Natural-language object grounding data
== Segment start ==

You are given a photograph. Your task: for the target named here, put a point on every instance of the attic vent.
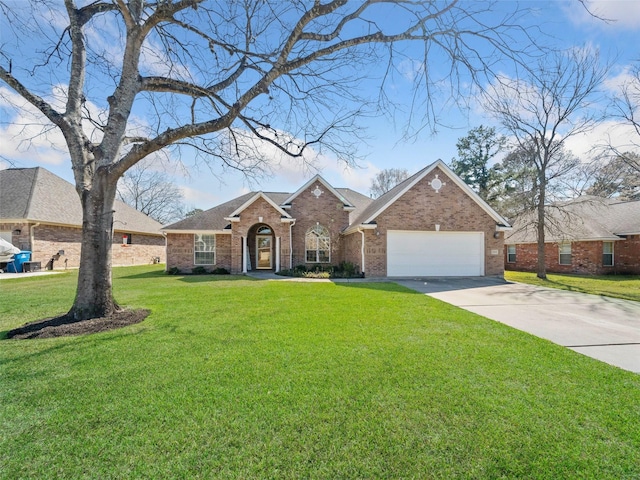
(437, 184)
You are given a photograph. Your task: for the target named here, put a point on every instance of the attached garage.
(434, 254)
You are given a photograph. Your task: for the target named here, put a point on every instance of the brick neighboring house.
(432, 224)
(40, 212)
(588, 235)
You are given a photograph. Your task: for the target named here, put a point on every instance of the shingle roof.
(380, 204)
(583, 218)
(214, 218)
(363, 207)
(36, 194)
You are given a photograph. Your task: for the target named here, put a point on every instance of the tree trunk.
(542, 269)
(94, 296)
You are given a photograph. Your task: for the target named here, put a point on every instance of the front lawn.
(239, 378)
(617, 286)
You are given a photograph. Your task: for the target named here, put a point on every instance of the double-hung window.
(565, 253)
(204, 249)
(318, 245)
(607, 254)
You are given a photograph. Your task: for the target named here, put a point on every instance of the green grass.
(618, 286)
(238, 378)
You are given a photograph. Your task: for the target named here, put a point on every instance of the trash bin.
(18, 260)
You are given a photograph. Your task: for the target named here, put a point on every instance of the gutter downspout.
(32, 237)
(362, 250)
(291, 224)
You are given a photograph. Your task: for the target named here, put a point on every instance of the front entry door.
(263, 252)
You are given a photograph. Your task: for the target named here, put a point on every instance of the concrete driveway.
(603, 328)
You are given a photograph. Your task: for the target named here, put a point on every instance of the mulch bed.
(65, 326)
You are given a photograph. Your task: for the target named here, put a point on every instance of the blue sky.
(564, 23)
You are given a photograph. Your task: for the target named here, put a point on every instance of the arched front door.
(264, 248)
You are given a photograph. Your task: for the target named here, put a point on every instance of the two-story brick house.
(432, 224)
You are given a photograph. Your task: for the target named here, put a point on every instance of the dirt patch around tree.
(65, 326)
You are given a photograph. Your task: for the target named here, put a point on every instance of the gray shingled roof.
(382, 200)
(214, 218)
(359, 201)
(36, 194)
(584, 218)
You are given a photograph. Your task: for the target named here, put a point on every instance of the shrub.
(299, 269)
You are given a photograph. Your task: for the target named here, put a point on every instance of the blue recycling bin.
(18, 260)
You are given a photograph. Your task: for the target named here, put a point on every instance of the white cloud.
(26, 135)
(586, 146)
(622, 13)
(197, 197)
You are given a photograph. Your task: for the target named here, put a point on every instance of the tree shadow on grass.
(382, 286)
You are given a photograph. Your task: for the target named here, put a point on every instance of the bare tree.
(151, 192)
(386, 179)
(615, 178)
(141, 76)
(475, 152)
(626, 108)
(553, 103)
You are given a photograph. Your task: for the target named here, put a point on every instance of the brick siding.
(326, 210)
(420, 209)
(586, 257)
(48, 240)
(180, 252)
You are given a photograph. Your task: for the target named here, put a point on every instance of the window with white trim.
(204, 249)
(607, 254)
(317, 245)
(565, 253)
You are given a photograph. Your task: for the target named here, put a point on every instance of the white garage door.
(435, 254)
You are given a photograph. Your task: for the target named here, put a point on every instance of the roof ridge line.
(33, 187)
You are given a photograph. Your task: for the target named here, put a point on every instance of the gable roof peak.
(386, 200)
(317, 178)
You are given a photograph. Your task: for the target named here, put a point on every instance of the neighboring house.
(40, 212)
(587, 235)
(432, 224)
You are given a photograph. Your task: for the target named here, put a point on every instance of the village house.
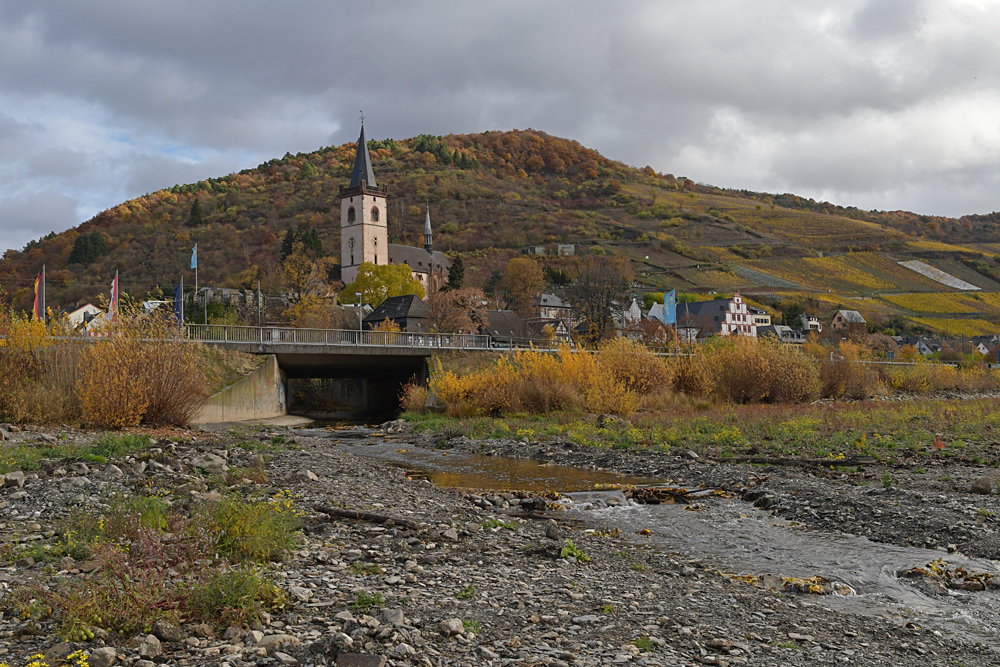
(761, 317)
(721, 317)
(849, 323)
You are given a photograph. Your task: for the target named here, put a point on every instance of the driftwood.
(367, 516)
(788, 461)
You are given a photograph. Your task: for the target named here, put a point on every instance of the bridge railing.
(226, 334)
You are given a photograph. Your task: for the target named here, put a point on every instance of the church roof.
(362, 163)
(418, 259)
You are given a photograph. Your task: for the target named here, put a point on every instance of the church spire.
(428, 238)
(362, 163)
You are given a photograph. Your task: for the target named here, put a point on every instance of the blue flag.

== Segment end ==

Your assignment
Print only these lines, exactly: the one containing "the church roof." and all after it to the end of the entries.

Result
You are given a photograph. Your task: for the target named here, put a point on every instance of the church roof.
(362, 163)
(418, 259)
You are given a photograph. Your task: for the target named here, put a point on every instance of the church spire.
(428, 238)
(362, 163)
You are given a photograph. Your task: for the target named here, put a point on every instance of the blue flag.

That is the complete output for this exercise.